··· TEXTO EXTRAÍDO ···

Dieta cetogênica e função tireoidiana: um delicado equilíbrio metabólico


1. Repensando “sua tireoide precisa de carboidratos”

A maioria das pessoas recebe uma explicação simplificada: ao reduzir carboidratos, a função da tireoide “cai”, e os carboidratos seriam essenciais para manter a tireoide saudável. Quando alguém adota uma dieta com poucos carboidratos e passa a sentir cansaço, frio, ansiedade, alterações de sono ou do ciclo menstrual, é muito fácil atribuir tudo exclusivamente à redução de carboidratos.

A literatura científica, porém, mostra um quadro mais complexo. A produção, conversão e ação dos hormônios tireoidianos são fortemente moduladas por:

  • organização circadiana (ciclo claro–escuro);
  • função mitocondrial;
  • estado nutricional (micronutrientes e energia total);
  • inflamação sistêmica, estresse oxidativo e doença de base.

Revisões recentes sobre nutrição e tireoide descrevem um eixo dieta–intestino–tireoide, no qual micronutrientes como iodo, selênio, ferro, zinco, cobre, magnésio, vitamina A e vitamina B12 atuam em múltiplas etapas da síntese, conversão e ação dos hormônios da tireoide.(MDPI)

Ao mesmo tempo, a sensibilidade à luz e à escuridão é crucial. O eixo hipotálamo–hipófise–tireoide é sincronizado com a exposição à luz do amanhecer, à luz do dia e à escuridão noturna. A melatonina, produzida à noite pela glândula pineal e também localmente em mitocôndrias, funciona como um potente antioxidante e regulador de função mitocondrial.(Wiley Online Library)

Estudos experimentais em tecido tireoidiano mostram que a melatonina reduz marcadores de dano oxidativo na glândula, protegendo membranas e estruturas celulares frente a agentes tóxicos e pró-oxidantes.(ScienceDirect) Isso é compatível com a ideia de que a integridade mitocondrial da tireoide depende tanto de sinais circadianos (luz/escuridão) quanto de nutrientes e do contexto metabólico.

··· TRECHOS DA LISTAGEM ···

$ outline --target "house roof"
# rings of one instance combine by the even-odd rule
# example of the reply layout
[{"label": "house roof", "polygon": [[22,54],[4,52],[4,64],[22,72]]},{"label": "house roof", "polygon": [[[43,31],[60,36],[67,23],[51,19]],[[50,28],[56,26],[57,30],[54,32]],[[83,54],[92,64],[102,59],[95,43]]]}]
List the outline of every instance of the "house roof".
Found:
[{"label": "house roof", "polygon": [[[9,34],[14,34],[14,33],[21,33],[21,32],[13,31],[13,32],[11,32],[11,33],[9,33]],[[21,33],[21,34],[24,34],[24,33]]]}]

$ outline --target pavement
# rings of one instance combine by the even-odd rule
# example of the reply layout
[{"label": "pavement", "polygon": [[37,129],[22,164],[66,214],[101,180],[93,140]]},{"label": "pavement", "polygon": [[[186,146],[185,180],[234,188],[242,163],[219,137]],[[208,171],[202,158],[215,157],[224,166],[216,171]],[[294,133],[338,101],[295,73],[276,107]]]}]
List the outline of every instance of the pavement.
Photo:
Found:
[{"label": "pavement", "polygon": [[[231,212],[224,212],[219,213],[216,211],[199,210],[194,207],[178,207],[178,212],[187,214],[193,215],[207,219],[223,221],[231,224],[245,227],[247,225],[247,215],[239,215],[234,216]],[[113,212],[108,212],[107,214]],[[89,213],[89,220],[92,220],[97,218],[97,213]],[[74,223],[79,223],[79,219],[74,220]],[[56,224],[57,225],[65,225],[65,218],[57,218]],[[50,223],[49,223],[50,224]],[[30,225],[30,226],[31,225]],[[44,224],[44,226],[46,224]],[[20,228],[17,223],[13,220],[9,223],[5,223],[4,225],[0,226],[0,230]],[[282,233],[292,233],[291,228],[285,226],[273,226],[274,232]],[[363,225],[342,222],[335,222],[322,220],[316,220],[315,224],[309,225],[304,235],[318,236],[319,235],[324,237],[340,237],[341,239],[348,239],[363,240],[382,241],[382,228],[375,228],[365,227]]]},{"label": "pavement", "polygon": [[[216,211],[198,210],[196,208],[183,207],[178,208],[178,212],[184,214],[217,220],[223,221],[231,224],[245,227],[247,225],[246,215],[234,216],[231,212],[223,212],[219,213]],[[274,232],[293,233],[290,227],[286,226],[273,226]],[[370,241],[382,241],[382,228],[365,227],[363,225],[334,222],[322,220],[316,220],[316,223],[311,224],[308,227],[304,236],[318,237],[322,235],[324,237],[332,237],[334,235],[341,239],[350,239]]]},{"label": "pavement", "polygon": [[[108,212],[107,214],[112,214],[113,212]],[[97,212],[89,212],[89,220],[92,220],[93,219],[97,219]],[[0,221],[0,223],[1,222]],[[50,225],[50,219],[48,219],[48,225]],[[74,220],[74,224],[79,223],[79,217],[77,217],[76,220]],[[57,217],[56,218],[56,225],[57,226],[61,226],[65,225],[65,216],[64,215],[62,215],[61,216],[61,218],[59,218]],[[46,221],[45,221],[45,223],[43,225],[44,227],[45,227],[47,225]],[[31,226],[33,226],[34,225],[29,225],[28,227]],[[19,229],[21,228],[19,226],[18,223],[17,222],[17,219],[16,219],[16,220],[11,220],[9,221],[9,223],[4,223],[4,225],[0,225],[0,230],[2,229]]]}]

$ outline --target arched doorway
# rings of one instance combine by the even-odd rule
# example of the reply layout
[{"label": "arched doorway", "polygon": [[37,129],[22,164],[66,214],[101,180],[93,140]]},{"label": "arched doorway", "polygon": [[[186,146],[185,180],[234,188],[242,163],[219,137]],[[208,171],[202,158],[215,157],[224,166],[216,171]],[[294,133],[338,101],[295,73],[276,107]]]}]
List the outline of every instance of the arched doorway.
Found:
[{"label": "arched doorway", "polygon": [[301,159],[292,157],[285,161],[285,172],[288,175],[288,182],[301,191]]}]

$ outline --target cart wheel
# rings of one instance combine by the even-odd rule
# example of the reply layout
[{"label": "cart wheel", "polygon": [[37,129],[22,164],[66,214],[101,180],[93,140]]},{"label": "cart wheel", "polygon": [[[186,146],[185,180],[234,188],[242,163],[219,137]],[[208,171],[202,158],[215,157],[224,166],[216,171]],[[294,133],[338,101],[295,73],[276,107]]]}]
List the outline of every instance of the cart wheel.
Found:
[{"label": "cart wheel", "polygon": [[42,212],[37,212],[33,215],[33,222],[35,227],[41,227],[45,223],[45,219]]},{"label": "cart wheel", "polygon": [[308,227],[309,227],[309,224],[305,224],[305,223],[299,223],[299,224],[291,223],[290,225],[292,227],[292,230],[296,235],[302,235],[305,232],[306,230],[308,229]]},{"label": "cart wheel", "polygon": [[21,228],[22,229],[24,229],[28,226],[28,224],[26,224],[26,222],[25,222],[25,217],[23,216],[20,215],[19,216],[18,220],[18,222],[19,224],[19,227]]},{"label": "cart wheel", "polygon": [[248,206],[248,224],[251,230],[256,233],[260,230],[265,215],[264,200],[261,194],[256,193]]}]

···

→ **SEU OBJETIVO**: Reproduza fielmente, do texto sobre dieta cetogênica e tireoide, tudo o que vai de "Revisões recentes sobre" até "mitocondrial.(Wiley Online Library)".

→ **RESULTADO DA TAREFA**:
Revisões recentes sobre nutrição e tireoide descrevem um eixo dieta–intestino–tireoide, no qual micronutrientes como iodo, selênio, ferro, zinco, cobre, magnésio, vitamina A e vitamina B12 atuam em múltiplas etapas da síntese, conversão e ação dos hormônios da tireoide.(MDPI)

Ao mesmo tempo, a sensibilidade à luz e à escuridão é crucial. O eixo hipotálamo–hipófise–tireoide é sincronizado com a exposição à luz do amanhecer, à luz do dia e à escuridão noturna. A melatonina, produzida à noite pela glândula pineal e também localmente em mitocôndrias, funciona como um potente antioxidante e regulador de função mitocondrial.(Wiley Online Library)